---- MATERIAL FOR THIS TASK
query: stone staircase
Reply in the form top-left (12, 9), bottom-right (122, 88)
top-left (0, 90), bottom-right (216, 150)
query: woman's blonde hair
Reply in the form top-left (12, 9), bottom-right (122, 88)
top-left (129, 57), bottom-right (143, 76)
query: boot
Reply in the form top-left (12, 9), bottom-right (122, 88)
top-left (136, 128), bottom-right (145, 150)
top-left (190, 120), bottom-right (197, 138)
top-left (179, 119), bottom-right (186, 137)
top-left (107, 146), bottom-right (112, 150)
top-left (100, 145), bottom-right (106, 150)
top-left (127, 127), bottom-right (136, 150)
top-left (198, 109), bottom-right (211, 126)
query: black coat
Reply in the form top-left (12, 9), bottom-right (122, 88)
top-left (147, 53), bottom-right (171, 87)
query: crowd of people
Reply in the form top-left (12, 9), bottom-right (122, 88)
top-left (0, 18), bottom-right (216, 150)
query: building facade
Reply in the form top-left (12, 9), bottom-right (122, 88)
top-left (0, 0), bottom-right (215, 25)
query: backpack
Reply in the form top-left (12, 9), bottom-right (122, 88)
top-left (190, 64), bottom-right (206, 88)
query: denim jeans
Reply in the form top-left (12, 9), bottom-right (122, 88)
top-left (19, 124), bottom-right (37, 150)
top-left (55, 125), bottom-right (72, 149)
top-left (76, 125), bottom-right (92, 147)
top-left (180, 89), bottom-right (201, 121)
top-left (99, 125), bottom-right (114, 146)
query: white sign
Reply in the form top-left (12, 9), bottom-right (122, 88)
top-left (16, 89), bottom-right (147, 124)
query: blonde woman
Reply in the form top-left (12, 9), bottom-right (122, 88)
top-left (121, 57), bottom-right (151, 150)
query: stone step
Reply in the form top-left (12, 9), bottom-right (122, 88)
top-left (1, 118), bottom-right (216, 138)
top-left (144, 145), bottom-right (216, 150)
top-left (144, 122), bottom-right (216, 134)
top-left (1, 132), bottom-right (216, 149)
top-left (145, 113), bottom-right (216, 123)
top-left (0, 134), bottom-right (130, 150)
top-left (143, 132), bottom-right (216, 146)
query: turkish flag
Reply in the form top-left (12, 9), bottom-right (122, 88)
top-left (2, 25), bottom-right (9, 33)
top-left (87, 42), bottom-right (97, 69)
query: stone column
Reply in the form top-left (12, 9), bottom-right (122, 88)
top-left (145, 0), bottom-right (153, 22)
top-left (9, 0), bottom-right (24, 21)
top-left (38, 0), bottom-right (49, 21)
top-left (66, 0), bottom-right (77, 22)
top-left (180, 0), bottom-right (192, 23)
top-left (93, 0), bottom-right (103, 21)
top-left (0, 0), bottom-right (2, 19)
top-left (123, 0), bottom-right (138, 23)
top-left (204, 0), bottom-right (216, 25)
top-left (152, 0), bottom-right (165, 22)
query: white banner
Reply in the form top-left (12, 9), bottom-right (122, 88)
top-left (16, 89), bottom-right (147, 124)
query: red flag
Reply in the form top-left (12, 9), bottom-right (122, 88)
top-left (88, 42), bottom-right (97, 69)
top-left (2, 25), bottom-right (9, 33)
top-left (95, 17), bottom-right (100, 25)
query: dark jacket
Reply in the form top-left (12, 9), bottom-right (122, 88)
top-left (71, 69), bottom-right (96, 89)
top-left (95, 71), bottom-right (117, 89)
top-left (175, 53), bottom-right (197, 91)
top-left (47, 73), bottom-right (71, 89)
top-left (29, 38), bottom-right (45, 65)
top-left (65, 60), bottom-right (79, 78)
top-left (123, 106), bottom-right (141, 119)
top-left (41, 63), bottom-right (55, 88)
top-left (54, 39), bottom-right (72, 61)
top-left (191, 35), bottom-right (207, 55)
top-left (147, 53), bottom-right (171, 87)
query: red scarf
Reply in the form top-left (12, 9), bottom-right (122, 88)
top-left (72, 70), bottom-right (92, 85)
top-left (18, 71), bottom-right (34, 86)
--------
(TASK STATEMENT) Wherever the string "white" appears in the data above, copy the line it sits in.

(ANSWER SPACE)
query: white sign
query: white banner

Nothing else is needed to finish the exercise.